>>>>

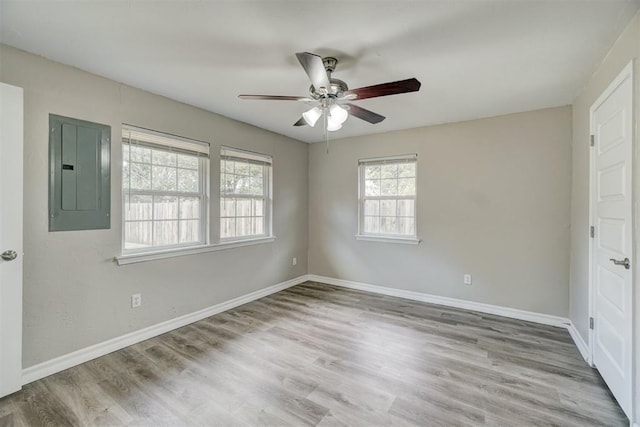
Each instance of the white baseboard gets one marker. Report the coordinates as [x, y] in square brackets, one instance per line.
[513, 313]
[580, 343]
[69, 360]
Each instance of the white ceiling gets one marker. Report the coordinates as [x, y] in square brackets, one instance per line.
[474, 58]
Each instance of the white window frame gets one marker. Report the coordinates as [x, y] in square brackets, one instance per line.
[237, 154]
[386, 237]
[159, 141]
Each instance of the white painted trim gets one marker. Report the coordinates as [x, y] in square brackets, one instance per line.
[580, 342]
[389, 239]
[69, 360]
[545, 319]
[626, 73]
[170, 253]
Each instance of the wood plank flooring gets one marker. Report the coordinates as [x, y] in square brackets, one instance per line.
[324, 356]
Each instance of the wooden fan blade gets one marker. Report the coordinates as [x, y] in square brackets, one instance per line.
[275, 97]
[384, 89]
[314, 68]
[364, 114]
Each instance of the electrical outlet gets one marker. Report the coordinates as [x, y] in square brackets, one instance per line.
[136, 300]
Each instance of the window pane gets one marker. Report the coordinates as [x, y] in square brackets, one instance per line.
[387, 208]
[165, 233]
[389, 171]
[407, 226]
[227, 183]
[388, 196]
[372, 207]
[406, 208]
[228, 166]
[137, 234]
[244, 227]
[164, 158]
[126, 174]
[243, 207]
[227, 228]
[256, 186]
[258, 207]
[190, 231]
[242, 216]
[407, 187]
[372, 172]
[189, 207]
[165, 207]
[227, 207]
[137, 208]
[372, 187]
[188, 162]
[164, 178]
[140, 154]
[407, 170]
[389, 187]
[388, 224]
[188, 180]
[257, 171]
[258, 223]
[140, 176]
[371, 224]
[242, 168]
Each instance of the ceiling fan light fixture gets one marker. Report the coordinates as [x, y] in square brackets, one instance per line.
[338, 113]
[312, 116]
[333, 125]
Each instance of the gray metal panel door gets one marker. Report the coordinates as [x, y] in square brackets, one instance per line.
[79, 179]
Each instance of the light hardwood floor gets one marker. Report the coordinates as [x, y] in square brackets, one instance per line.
[321, 355]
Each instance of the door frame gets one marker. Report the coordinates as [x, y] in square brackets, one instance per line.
[11, 193]
[626, 73]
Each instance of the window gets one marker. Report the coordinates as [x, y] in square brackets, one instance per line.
[245, 194]
[387, 195]
[164, 180]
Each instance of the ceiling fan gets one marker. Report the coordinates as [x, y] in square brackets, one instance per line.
[331, 97]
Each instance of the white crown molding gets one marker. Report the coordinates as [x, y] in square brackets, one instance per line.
[77, 357]
[513, 313]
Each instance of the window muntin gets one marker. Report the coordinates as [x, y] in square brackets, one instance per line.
[245, 195]
[164, 184]
[388, 196]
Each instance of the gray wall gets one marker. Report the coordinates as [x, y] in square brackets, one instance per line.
[626, 48]
[493, 201]
[74, 294]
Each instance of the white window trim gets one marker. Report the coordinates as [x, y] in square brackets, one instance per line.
[267, 197]
[160, 139]
[192, 250]
[386, 238]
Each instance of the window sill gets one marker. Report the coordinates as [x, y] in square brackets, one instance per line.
[385, 239]
[170, 253]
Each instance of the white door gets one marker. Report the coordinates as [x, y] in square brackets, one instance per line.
[10, 239]
[611, 281]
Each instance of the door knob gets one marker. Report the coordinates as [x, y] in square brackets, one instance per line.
[9, 255]
[625, 262]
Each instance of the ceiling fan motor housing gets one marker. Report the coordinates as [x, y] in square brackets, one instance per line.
[337, 86]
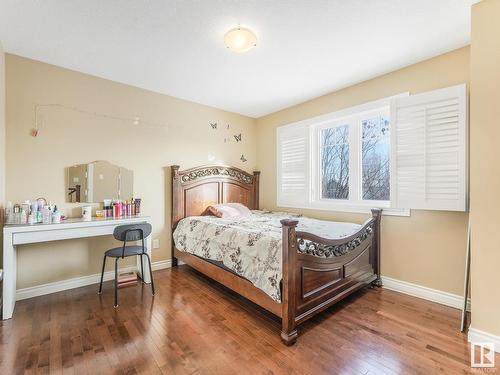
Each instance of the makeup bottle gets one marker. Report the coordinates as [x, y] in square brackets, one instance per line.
[17, 214]
[23, 217]
[137, 206]
[9, 213]
[56, 216]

<<<<

◆ What is asked
Copy each line exactly, and leave the pictures out of your copy.

◆ Task solution
Each instance of the white baseboard gets one marker. Report the coordinates as [x, y] in square brackets, one instance per line.
[513, 313]
[580, 343]
[69, 360]
Each instance of the white ceiling gets one marker. Report the coordinates as [x, y] in square brackets, one instance per line.
[474, 58]
Each instance of the white window frame gets one marker. Report the coordinates as [x, y] in square brackets, one instance per line.
[237, 154]
[386, 237]
[159, 141]
Each instance of the white painted trim gets one marker. Report the coordinates as [x, y] in square brackets, one instance per line.
[580, 342]
[389, 239]
[69, 360]
[545, 319]
[626, 73]
[170, 253]
Each instance of the wood plank flooring gets one marker. Report the coordinates as [x, y] in square brackets, one instance per line.
[324, 356]
Each instance of the wooden fan blade gets one marker. Report the coordinates as [x, y] in square brackets, one instance per line.
[275, 97]
[384, 89]
[314, 68]
[364, 114]
Each instance of the electrical outlet gets one marker. Report the coordinates as [x, y] in square brackets, one instance per line.
[136, 300]
Each instance of the window pane gets one marker. Report the coordinates as [x, y] in square brackets, one instance per line.
[387, 208]
[165, 233]
[389, 171]
[407, 226]
[227, 183]
[388, 196]
[372, 207]
[406, 208]
[228, 166]
[137, 234]
[244, 227]
[164, 158]
[126, 174]
[243, 207]
[227, 228]
[256, 186]
[258, 207]
[190, 231]
[242, 216]
[407, 187]
[372, 172]
[189, 207]
[165, 207]
[227, 207]
[137, 208]
[372, 187]
[188, 162]
[164, 178]
[140, 154]
[407, 170]
[389, 187]
[388, 224]
[188, 180]
[257, 171]
[258, 223]
[140, 176]
[371, 224]
[242, 168]
Each instance of the ceiling fan light fixture gets one marker. Report the coordinates as [x, y] in square brackets, one instance per line.
[338, 113]
[312, 116]
[333, 125]
Each instance of the gray metal panel door gets one marker. Report the coordinates as [x, y] in square brackets, one instance per line.
[79, 179]
Each instance of the light hardwood floor gets one marker. Report the coordinates as [x, y] in square brackets, one instance per line.
[321, 355]
Each instance of the door frame gets one marker. Report the coordinates as [x, y] in square brackets, one instance per line.
[11, 193]
[626, 73]
Each instance of the window gets one marker. Report the coordinates as [x, y] in square brackets, one instance per line.
[245, 194]
[387, 195]
[164, 180]
Each instance of the ceiling fan gets one marker. Report the coordinates as [x, y] in square brackets, one instance per line.
[331, 97]
Each instance of the white crown molding gets one marker. Report the coordinates as [x, y] in square brackets, one instance per line.
[77, 357]
[513, 313]
Each instance of the window muntin gets one marker. Report the coordinates as [x, y] in square brackets, one instance per line.
[245, 195]
[164, 184]
[388, 196]
Each instance of the gray wall gets one marker. Report the coordinates as [x, y] in square brackets, one instance per line.
[626, 48]
[493, 201]
[74, 294]
Each instance of the white window trim gets one marker. Report the coordinates as [x, y] in square brackets, one instance per line.
[267, 197]
[160, 139]
[192, 250]
[386, 238]
Each instance of the window sill gets one marker. Report the coordinates as [x, y] in square brackets, one instance per line.
[385, 239]
[170, 253]
Each instance of the white door gets one marker. Report the coordinates as [x, y] in square brackets, one instance per line.
[10, 239]
[611, 281]
Each instance of the door knob gets one marker. Report the coordinates as [x, y] in square brackets, one instance per line.
[9, 255]
[625, 262]
Each instance of the ceiling fan motor housing gets one marker. Report the coordinates as [x, y] in square brackets, one instance per line.
[337, 86]
Each instance of the makeup bottle gets one marker. Report the coordinates as [x, y] in square brackets, one instance per line.
[17, 214]
[23, 217]
[137, 206]
[9, 213]
[56, 216]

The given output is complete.